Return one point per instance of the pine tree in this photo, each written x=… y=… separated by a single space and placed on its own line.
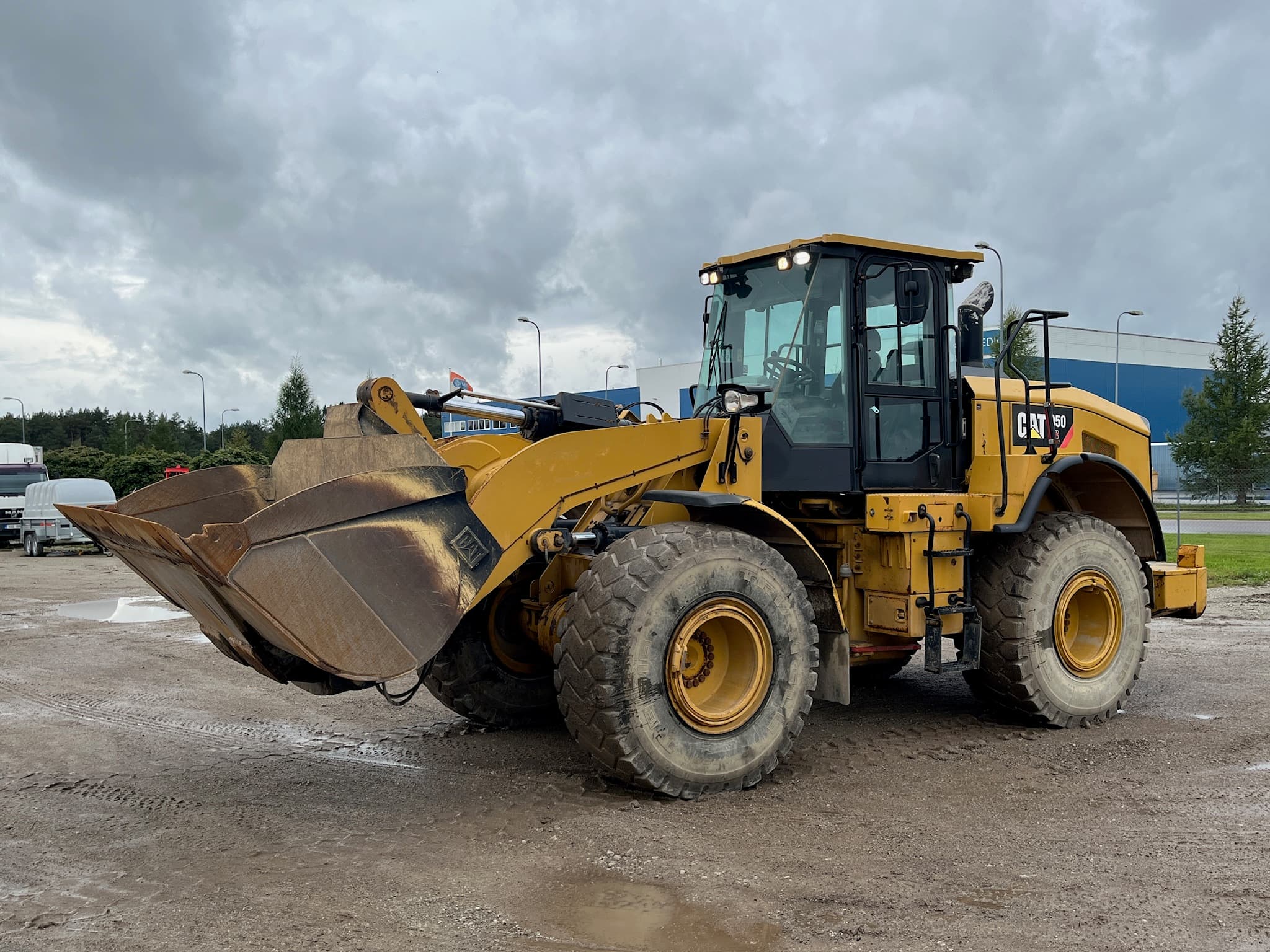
x=1225 y=447
x=1024 y=355
x=298 y=415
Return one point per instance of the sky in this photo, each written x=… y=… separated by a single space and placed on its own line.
x=384 y=188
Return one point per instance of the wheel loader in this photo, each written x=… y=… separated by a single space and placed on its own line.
x=854 y=489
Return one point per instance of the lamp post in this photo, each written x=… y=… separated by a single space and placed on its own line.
x=526 y=320
x=614 y=367
x=127 y=419
x=205 y=404
x=1133 y=314
x=1001 y=287
x=23 y=407
x=230 y=410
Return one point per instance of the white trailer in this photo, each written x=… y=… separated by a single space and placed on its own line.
x=43 y=526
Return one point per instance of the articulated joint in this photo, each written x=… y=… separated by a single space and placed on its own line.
x=551 y=541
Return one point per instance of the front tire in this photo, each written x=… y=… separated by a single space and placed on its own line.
x=1065 y=621
x=687 y=659
x=491 y=672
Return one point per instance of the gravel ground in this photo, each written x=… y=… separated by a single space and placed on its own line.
x=154 y=796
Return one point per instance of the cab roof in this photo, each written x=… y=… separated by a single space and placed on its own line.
x=836 y=239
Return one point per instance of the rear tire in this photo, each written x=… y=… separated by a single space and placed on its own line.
x=655 y=617
x=1065 y=621
x=471 y=678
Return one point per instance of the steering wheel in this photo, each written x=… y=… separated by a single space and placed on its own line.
x=776 y=364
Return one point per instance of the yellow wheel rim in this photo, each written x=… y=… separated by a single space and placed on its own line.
x=719 y=666
x=1088 y=624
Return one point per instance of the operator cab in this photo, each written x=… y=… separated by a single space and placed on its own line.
x=854 y=346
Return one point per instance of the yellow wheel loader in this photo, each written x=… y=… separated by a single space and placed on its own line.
x=855 y=488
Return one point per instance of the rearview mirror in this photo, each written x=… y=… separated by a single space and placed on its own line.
x=912 y=295
x=978 y=301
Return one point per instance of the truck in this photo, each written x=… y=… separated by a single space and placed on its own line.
x=20 y=465
x=43 y=526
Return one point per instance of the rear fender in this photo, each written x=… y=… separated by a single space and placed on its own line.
x=1104 y=488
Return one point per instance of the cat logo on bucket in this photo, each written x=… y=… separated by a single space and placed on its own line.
x=1032 y=427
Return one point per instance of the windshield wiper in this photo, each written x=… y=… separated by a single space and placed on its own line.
x=716 y=347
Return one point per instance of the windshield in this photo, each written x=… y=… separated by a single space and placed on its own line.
x=783 y=330
x=13 y=483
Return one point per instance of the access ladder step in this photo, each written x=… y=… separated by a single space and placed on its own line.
x=972 y=637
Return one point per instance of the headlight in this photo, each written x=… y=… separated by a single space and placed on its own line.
x=734 y=402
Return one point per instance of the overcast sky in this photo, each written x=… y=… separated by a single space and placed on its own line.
x=383 y=188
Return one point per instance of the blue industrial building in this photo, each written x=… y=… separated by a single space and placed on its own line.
x=1153 y=371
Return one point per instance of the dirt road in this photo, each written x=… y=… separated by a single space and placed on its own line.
x=154 y=796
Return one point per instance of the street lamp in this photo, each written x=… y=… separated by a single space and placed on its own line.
x=230 y=410
x=526 y=320
x=127 y=419
x=1001 y=286
x=614 y=367
x=205 y=404
x=23 y=416
x=1133 y=314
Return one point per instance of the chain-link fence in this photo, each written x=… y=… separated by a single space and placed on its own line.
x=1194 y=505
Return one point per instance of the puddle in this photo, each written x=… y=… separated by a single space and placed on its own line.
x=123 y=611
x=639 y=917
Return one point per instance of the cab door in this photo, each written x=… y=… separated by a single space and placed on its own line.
x=904 y=371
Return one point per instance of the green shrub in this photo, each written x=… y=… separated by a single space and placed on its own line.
x=127 y=474
x=76 y=462
x=230 y=456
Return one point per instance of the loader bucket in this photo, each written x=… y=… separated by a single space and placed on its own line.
x=349 y=562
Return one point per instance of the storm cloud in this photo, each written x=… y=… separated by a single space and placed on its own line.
x=385 y=188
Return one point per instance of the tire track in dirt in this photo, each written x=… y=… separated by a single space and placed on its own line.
x=234 y=736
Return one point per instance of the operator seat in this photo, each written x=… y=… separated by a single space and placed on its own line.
x=874 y=343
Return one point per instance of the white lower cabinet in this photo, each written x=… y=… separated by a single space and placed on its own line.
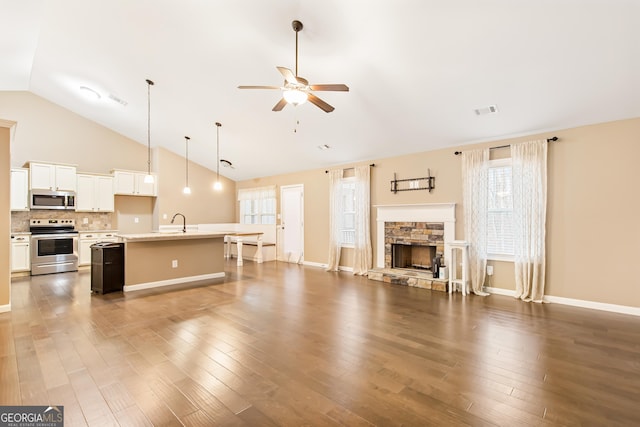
x=20 y=253
x=87 y=239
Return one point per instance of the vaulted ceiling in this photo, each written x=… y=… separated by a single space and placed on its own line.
x=417 y=71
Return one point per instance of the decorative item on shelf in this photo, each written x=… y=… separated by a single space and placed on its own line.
x=424 y=183
x=218 y=184
x=186 y=189
x=148 y=179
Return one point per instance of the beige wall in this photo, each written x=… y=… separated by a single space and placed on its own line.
x=593 y=231
x=5 y=216
x=204 y=205
x=44 y=128
x=316 y=208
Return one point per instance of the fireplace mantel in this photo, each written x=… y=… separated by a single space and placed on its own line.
x=426 y=212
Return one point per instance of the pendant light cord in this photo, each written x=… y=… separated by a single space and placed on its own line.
x=149 y=84
x=186 y=141
x=218 y=124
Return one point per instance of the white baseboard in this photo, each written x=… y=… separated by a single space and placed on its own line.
x=615 y=308
x=500 y=291
x=623 y=309
x=168 y=282
x=314 y=264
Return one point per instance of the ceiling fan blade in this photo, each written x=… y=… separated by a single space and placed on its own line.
x=288 y=75
x=320 y=103
x=280 y=105
x=336 y=87
x=258 y=87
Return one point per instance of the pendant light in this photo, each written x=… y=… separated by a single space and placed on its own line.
x=218 y=185
x=148 y=179
x=186 y=189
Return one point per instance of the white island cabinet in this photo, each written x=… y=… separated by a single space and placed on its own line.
x=49 y=176
x=95 y=193
x=131 y=183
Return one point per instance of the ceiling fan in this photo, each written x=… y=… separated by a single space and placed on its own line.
x=297 y=90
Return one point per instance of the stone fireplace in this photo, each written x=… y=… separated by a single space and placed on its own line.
x=412 y=245
x=408 y=238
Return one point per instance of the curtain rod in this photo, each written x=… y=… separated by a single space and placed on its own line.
x=346 y=169
x=555 y=138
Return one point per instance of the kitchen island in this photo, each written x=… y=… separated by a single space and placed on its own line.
x=162 y=259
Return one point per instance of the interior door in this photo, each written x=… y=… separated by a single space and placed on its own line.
x=292 y=223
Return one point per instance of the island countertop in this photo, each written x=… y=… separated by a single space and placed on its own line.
x=173 y=235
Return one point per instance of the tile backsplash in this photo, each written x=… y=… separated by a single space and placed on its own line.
x=94 y=220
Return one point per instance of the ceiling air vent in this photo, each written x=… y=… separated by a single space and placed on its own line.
x=486 y=110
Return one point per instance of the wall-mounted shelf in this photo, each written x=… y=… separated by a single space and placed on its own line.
x=412 y=184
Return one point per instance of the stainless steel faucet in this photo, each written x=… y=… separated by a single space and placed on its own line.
x=184 y=221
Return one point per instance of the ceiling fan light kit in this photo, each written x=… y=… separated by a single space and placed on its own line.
x=297 y=90
x=295 y=97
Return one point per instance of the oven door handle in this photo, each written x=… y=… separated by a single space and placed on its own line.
x=53 y=264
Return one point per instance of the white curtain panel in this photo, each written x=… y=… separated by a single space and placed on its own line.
x=335 y=218
x=475 y=166
x=529 y=169
x=362 y=257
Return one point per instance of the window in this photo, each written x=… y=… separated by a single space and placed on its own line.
x=348 y=215
x=500 y=210
x=257 y=205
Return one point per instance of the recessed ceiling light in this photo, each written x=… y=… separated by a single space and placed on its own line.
x=89 y=93
x=226 y=163
x=118 y=100
x=490 y=109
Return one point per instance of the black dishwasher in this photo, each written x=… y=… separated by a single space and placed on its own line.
x=107 y=267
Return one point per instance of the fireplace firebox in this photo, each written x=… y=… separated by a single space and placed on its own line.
x=412 y=256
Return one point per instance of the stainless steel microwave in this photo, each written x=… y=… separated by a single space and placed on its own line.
x=47 y=199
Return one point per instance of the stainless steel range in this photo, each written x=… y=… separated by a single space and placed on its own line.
x=54 y=246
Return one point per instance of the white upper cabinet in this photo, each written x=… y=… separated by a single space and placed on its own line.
x=52 y=177
x=19 y=189
x=132 y=184
x=94 y=193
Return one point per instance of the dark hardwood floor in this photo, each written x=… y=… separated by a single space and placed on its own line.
x=283 y=344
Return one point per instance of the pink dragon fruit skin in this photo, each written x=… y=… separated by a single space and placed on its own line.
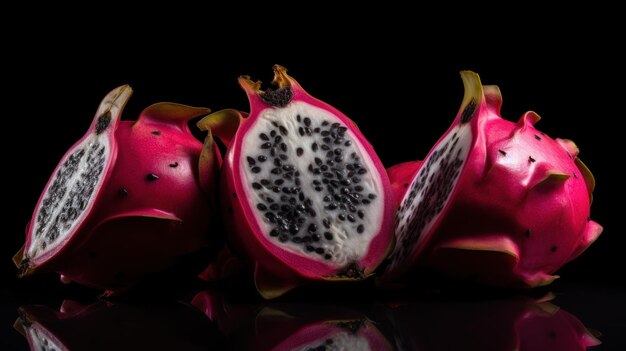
x=519 y=209
x=277 y=270
x=154 y=203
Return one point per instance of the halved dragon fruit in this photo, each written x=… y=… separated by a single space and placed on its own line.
x=127 y=199
x=304 y=195
x=495 y=201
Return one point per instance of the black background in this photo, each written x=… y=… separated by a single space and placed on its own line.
x=401 y=85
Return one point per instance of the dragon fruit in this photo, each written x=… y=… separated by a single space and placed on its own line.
x=127 y=199
x=494 y=201
x=304 y=195
x=105 y=325
x=512 y=323
x=290 y=326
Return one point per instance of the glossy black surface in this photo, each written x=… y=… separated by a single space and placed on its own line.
x=403 y=97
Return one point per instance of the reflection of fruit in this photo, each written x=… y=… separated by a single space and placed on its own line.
x=494 y=201
x=128 y=198
x=117 y=326
x=305 y=196
x=517 y=323
x=291 y=326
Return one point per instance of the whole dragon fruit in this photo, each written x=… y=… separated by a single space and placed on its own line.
x=304 y=195
x=495 y=201
x=127 y=199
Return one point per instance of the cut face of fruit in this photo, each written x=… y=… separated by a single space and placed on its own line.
x=71 y=192
x=311 y=184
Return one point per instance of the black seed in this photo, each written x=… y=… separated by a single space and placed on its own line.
x=326 y=222
x=103 y=122
x=152 y=177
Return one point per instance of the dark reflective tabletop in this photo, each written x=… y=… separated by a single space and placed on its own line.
x=564 y=316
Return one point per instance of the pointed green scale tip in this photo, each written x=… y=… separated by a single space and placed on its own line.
x=552 y=178
x=223 y=124
x=493 y=97
x=530 y=118
x=590 y=181
x=473 y=96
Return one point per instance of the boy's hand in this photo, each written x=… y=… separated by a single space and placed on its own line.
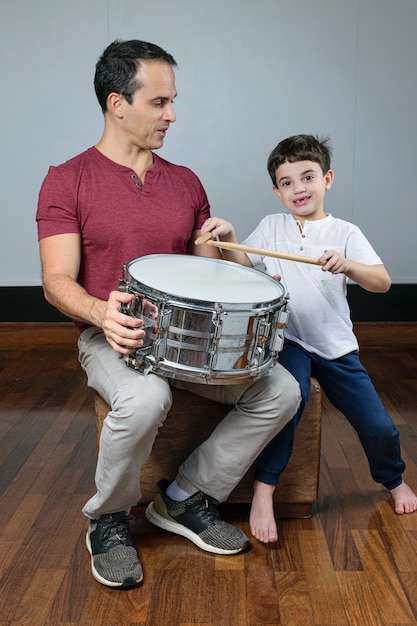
x=334 y=262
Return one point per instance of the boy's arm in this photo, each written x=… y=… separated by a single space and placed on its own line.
x=373 y=278
x=225 y=231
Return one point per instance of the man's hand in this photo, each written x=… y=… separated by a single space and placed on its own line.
x=123 y=332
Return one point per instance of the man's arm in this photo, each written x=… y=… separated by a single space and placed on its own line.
x=60 y=259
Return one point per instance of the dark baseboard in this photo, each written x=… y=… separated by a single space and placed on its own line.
x=27 y=304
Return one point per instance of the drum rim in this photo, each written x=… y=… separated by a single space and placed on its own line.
x=172 y=297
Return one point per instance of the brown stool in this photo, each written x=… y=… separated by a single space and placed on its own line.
x=191 y=420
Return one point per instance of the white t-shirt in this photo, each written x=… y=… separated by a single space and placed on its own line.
x=319 y=318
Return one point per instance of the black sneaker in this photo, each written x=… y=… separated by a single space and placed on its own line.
x=114 y=560
x=197 y=519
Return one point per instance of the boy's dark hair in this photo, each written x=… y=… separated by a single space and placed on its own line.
x=300 y=148
x=117 y=66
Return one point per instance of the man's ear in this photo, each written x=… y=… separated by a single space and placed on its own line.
x=115 y=104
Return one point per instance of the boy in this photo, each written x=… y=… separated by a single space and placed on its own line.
x=319 y=336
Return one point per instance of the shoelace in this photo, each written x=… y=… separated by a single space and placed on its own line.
x=210 y=513
x=115 y=531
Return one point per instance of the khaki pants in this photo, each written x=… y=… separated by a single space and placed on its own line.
x=139 y=407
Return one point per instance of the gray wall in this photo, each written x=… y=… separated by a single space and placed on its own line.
x=250 y=73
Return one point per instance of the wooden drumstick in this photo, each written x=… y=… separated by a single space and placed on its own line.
x=206 y=238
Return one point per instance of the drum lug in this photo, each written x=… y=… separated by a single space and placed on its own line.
x=262 y=334
x=217 y=333
x=278 y=338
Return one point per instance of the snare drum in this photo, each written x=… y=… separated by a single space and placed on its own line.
x=211 y=321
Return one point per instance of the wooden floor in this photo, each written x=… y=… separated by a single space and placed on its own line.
x=353 y=563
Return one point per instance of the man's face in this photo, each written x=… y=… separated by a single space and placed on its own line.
x=147 y=119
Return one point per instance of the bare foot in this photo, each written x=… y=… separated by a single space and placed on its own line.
x=261 y=518
x=405 y=500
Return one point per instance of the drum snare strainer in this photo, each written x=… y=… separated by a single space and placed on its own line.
x=217 y=322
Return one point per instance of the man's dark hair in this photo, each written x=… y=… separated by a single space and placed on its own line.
x=300 y=148
x=117 y=66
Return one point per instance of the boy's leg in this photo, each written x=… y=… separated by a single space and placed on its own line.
x=274 y=458
x=350 y=389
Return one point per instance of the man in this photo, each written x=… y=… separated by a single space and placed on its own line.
x=115 y=202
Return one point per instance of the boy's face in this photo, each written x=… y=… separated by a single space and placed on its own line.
x=301 y=187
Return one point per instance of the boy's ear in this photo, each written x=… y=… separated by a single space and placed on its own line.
x=329 y=178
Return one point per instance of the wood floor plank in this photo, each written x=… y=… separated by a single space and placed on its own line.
x=385 y=586
x=294 y=600
x=321 y=579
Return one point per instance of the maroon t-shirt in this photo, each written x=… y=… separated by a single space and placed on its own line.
x=119 y=218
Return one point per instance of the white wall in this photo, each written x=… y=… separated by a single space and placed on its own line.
x=251 y=72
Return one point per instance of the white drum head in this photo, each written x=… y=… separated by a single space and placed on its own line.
x=203 y=278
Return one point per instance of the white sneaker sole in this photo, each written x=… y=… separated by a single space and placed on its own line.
x=172 y=526
x=97 y=576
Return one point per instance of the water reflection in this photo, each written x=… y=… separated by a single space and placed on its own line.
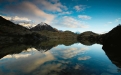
x=55 y=58
x=113 y=52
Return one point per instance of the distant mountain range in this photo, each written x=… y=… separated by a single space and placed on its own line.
x=43 y=26
x=14 y=33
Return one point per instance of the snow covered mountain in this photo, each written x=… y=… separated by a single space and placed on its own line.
x=43 y=26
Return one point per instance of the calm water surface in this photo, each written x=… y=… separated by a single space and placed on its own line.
x=76 y=59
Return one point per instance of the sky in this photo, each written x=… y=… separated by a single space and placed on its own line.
x=99 y=16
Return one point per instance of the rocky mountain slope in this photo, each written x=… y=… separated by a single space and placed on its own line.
x=43 y=26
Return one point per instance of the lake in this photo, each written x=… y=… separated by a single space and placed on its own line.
x=74 y=59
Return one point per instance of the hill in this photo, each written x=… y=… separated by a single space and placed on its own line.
x=43 y=26
x=14 y=33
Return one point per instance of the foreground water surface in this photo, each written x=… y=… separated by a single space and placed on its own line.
x=75 y=59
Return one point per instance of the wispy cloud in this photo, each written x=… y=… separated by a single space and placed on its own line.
x=110 y=22
x=31 y=11
x=118 y=19
x=84 y=58
x=70 y=22
x=16 y=18
x=53 y=5
x=84 y=17
x=80 y=7
x=65 y=13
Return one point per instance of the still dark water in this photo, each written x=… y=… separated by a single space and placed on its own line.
x=75 y=59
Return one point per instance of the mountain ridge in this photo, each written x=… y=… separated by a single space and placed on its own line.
x=43 y=26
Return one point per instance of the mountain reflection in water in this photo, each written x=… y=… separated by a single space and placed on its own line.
x=57 y=58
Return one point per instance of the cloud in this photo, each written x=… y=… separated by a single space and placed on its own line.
x=71 y=22
x=80 y=7
x=65 y=13
x=118 y=19
x=109 y=22
x=16 y=18
x=85 y=17
x=29 y=10
x=84 y=58
x=53 y=5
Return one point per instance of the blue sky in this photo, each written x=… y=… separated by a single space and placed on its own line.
x=75 y=15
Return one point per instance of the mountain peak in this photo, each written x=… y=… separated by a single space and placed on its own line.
x=43 y=26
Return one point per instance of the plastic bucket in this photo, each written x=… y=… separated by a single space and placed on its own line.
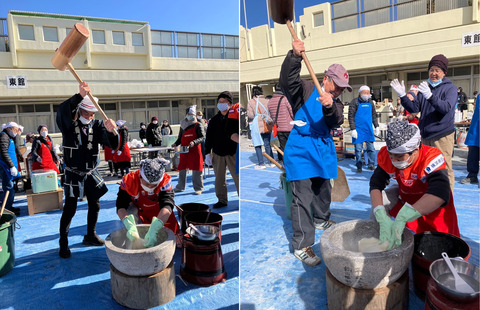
x=187 y=208
x=7 y=242
x=287 y=192
x=428 y=247
x=199 y=218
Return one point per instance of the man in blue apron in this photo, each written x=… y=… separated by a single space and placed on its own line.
x=310 y=158
x=361 y=116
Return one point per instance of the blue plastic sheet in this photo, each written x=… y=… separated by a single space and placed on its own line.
x=271 y=277
x=43 y=280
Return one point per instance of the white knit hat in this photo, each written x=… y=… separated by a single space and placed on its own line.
x=87 y=104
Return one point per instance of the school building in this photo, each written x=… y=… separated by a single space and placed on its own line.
x=136 y=72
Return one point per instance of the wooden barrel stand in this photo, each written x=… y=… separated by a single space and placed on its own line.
x=143 y=292
x=391 y=297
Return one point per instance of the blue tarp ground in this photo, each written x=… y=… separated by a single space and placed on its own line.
x=43 y=280
x=271 y=277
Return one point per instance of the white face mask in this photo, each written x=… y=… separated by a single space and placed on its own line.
x=84 y=120
x=365 y=97
x=147 y=189
x=402 y=164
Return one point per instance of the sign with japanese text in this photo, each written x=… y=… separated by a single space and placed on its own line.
x=16 y=82
x=471 y=39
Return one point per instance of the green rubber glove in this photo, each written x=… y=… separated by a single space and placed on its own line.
x=406 y=214
x=151 y=236
x=386 y=226
x=131 y=226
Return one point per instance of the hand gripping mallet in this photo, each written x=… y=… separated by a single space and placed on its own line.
x=68 y=49
x=281 y=11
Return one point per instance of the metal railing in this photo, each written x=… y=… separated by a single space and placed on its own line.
x=194 y=45
x=4 y=47
x=352 y=14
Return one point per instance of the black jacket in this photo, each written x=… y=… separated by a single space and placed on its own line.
x=298 y=91
x=154 y=134
x=217 y=138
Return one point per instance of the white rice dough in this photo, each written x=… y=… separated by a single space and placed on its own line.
x=371 y=245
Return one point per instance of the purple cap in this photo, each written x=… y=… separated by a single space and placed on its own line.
x=339 y=75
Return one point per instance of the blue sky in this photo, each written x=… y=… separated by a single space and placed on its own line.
x=257 y=11
x=208 y=16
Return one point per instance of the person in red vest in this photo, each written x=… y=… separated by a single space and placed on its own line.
x=121 y=156
x=422 y=201
x=43 y=153
x=191 y=136
x=146 y=196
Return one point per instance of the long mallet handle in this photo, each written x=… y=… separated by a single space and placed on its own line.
x=80 y=81
x=305 y=59
x=4 y=203
x=273 y=161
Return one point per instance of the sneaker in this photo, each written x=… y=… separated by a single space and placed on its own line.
x=307 y=256
x=93 y=240
x=324 y=225
x=219 y=205
x=64 y=251
x=469 y=181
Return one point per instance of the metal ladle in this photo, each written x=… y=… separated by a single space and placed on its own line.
x=460 y=284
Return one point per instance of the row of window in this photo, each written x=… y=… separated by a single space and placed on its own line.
x=50 y=34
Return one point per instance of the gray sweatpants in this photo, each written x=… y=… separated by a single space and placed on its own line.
x=309 y=195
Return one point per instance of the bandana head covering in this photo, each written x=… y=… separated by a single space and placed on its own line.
x=402 y=137
x=87 y=104
x=153 y=170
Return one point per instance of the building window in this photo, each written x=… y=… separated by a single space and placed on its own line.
x=318 y=19
x=26 y=32
x=118 y=37
x=137 y=39
x=98 y=36
x=50 y=34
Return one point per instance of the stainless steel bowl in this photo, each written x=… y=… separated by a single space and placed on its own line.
x=210 y=232
x=446 y=282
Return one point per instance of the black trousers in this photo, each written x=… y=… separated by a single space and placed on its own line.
x=69 y=210
x=310 y=204
x=282 y=138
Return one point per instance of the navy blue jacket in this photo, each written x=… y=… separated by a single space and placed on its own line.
x=437 y=113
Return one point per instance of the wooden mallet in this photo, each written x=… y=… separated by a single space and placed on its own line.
x=66 y=52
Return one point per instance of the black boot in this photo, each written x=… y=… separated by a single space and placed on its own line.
x=93 y=240
x=64 y=250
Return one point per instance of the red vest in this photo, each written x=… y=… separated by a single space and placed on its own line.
x=413 y=185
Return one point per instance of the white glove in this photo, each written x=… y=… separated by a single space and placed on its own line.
x=425 y=90
x=399 y=88
x=208 y=160
x=354 y=134
x=13 y=171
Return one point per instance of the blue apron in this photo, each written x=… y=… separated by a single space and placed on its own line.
x=13 y=157
x=473 y=138
x=254 y=130
x=310 y=151
x=363 y=123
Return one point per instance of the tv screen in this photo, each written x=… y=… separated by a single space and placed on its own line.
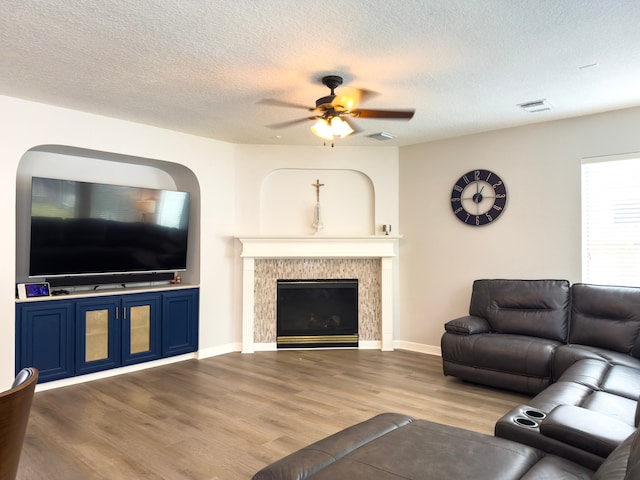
x=82 y=228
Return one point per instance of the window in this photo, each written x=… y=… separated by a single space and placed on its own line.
x=611 y=220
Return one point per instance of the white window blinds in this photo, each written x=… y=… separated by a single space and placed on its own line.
x=611 y=220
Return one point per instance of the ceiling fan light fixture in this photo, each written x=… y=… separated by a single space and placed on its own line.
x=322 y=129
x=340 y=127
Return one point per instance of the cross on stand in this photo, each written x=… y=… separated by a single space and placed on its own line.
x=317 y=185
x=317 y=216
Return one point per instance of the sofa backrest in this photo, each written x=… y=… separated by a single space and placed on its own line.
x=538 y=308
x=623 y=463
x=606 y=316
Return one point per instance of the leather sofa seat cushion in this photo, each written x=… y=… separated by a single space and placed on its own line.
x=538 y=308
x=418 y=449
x=501 y=353
x=606 y=317
x=602 y=376
x=570 y=393
x=567 y=355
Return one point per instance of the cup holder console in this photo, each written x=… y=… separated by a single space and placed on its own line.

> [SHORT TASK] Rewrite the rows above from the line holding "Return one point per instance of the interior" through the line holding "x=257 y=205", inclusive, and keep the request lines. Offset every x and y coordinate in the answers by -5.

> [EXPECTED ANSWER]
Return one point per instance of the interior door in this photo, each written x=… y=… separated by a single space and placed on its own line.
x=287 y=218
Return one point per instance of the island countertop in this photo, each written x=… y=… separated by a single space and placed on its own line.
x=168 y=230
Return one point per instance of the tile backsplash in this photo, each written x=… y=… separated by a single space and placed on its own line.
x=89 y=215
Return one point per instance of the ceiling air vent in this photo, each written x=… y=… separated by a single space and placed on its own line.
x=481 y=105
Return one point per instance of the wall-mounted shelf in this photo, each written x=… y=… separated by a single space and placed on its own line.
x=407 y=179
Return one point per instance of the stainless steel faucet in this photo, each written x=… y=… separated by a single space and placed on its own line.
x=179 y=216
Return one point per instance of the ceiling fan light kit in this photo, each written x=… y=… separated by a single space and placed on its own line.
x=292 y=85
x=290 y=92
Return one point per instance of the oven door handle in this photo, each written x=… y=… separated by a single space and placed on its own line.
x=48 y=259
Return one point per instance of the white curtain panel in this photo, each written x=… y=… separated by a single space and placed on its own line.
x=330 y=213
x=470 y=161
x=524 y=164
x=357 y=252
Return one point per instance of the window in this photo, each written x=… y=… separated by a single space and placed on its own line.
x=343 y=210
x=495 y=205
x=252 y=200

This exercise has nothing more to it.